DATA RECORDS.
........

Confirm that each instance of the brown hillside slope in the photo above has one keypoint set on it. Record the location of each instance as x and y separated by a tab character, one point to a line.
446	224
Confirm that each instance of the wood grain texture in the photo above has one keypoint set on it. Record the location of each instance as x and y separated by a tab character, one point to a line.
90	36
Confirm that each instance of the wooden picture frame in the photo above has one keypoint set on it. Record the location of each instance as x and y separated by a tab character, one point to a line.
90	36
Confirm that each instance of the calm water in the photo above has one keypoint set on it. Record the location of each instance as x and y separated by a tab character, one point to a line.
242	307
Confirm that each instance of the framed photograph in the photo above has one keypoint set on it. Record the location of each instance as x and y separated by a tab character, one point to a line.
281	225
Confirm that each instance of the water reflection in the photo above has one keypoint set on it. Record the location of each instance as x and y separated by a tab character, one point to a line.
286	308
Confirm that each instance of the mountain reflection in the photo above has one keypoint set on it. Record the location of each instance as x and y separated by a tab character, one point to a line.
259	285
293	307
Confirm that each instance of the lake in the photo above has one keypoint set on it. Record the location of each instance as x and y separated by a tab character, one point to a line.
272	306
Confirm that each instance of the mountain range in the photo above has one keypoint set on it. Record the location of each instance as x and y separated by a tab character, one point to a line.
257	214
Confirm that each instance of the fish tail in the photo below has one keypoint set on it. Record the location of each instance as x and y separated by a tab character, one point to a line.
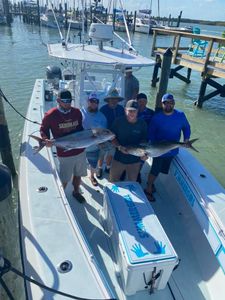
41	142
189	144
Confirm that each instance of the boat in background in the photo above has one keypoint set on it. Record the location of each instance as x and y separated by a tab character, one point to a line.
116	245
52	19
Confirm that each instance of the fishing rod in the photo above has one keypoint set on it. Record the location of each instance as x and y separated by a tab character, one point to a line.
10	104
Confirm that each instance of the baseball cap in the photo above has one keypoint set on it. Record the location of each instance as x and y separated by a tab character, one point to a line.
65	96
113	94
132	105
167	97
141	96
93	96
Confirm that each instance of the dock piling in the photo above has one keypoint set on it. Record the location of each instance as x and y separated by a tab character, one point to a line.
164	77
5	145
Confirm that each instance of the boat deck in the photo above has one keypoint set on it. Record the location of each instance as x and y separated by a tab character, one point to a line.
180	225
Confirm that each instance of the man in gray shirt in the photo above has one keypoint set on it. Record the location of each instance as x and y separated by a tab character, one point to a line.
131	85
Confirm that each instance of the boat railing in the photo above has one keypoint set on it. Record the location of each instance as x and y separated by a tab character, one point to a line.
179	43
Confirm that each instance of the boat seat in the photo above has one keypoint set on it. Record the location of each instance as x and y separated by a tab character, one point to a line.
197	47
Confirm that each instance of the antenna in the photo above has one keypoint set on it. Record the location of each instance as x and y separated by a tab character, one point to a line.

........

EXERCISE AIM.
Please edit the entries above so that every "keypoint" becomes "marker", keeping everything else the same and leaving the pictures out of your answer.

REPLY.
Confirm that each instance of the brown hillside slope in the photo above has one marker set on it. Record the location of each instance as x and y separated by a tab character, one point to a line.
446	224
Confirm that each instance of the wood grain texture in the photo above has one marker set on it. Record the location of each instance as x and y separated by a tab character, one point to a line.
90	36
Confirm that each instance of the wooden picture frame in the photo above has one marker set on it. Record the location of each instance as x and y separated by a tab character, one point to a line.
90	36
Confirm that each instance of the calm water in the photo above has one marker set on it. Record the location of each instance as x and y separated by a tab character, one point to a line.
242	307
Confirm that each instance of the framed photograph in the photo above has one marker set on it. Record the location of each instance as x and y separated by a tab character, one point to a line.
281	225
Confirm that each instance of the water reflection in the photo above has one marker set on it. Record the location of each instance as x and y separated by a tab character, one point to a line.
286	308
Confirm that each instance of the mountain reflection in the photo above has one marker set on it. Record the location of each instance as x and y separated by a tab character, one point to a line.
259	285
293	307
Confirm that each instance of the lake in the photo above has one marker set on it. Record the location of each instance as x and y separated by a tab character, one point to a line.
272	306
Confirm that each instance of the mountain range in the photo above has one marker set on it. Record the location of each instance as x and y separated by a tab character, one point to a line.
257	214
Confirm that each instance of the fish tail in the photo below has one marker set on it. Record the location of each instance as x and y separated by a tab character, one point to a line.
41	142
189	144
Confirm that each instance of the boat in background in the photo above has one marker set on it. Record the location of each instance as x and y separated by a tab character, one point to a line.
116	245
52	19
Confirm that each instance of the fishing rod in the photo above has one marker set on it. Record the location of each instance as x and y separated by a tab character, one point to a line.
10	104
Confirm that each instance of the baseball cap in the photo above has one marker set on it. Record the location of each instance as x and y separated by a tab character, one point to a line.
65	96
113	94
132	105
167	97
141	96
93	96
Confirm that each instance of the dock piling in the photo above has one marker set on it. Record the location of each instance as x and y separated by a tab character, one point to a line.
164	77
5	145
Confirm that each instance of the boat deck in the photo above has one marker set on it. Record the location of each instance as x and y separated by a tab character, one point to a line.
180	225
Confirm that each instance of the man in gray shirt in the photo above has one marker set on it. Record the location of each instance as x and y separated by a tab character, one point to a line.
131	85
Confirm that each instance of the boat railing in the photo above has one marker set on it. Record the location of each instance as x and y separated by a tab character, one point to a line.
179	43
Confirm that each instance of the boat seat in the photo above has one marker set on it. Record the location of each instance as x and y separated by a tab character, one point to a line.
197	47
Confirm that each instance of the antenna in the photo above has one marker set on it. Record the location of each instance as x and y separated by a tab character, one point to a line.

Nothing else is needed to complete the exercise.